=== Problem ===
Rescale the point coordinates in every line from the one containing "Exercise. Pick out the horse's tail" down to the one containing "<point>406,102</point>", both included. Multiply each by 1.55, round to whole numbers with halves going up, and write out only those lines in full with all other wording left unchanged.

=== Provided entries ===
▼
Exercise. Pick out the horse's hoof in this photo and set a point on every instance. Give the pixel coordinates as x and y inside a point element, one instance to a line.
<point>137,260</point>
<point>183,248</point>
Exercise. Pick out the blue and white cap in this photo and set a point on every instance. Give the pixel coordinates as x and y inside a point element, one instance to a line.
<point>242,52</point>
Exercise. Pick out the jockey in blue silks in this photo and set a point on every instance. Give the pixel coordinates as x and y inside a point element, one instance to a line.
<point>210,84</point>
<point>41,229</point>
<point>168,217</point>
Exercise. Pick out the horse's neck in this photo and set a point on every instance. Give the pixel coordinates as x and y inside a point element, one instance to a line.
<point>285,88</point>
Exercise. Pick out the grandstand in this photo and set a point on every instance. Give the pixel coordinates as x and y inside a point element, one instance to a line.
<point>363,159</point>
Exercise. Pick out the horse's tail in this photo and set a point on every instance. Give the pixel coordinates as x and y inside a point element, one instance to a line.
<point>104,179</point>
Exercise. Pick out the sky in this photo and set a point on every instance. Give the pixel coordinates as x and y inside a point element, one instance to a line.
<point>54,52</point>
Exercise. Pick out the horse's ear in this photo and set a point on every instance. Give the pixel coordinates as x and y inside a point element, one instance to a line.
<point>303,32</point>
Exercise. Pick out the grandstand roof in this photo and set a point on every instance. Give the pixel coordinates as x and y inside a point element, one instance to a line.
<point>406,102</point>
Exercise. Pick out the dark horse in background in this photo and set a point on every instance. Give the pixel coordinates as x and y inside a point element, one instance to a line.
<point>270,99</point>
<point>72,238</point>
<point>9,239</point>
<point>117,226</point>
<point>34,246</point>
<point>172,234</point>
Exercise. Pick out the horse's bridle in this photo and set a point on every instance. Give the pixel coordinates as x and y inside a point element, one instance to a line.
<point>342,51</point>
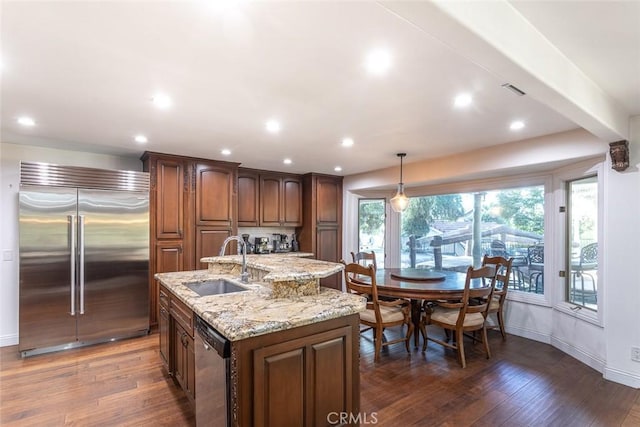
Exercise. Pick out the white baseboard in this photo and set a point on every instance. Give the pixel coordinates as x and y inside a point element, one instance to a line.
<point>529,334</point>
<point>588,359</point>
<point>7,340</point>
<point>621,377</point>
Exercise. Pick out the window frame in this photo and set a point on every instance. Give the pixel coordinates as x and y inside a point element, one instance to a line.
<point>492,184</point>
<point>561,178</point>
▲
▼
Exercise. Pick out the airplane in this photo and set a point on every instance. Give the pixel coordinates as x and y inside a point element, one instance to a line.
▲
=== Task answer ===
Exercise. Pick out the horse's tail in this photo and set a point on every instance. Give the pixel coordinates as x and y inside a point element, one instance to a line.
<point>161,277</point>
Exercise. Pick out the sky in this photo and set a point on every instance. Give the pixel coordinates as x and y inside a point element, one instance to a line.
<point>84,81</point>
Exercise. Pick out the horse's ear in this photo and set a point on every instance. Give the pixel coordinates as x and y inside a point element, one instance to a line.
<point>470,50</point>
Exercise. Pick out the grandstand roof in this photo and set a point on every instance. Give the pixel coordinates as x and y inside a point element, one instance to a line.
<point>629,158</point>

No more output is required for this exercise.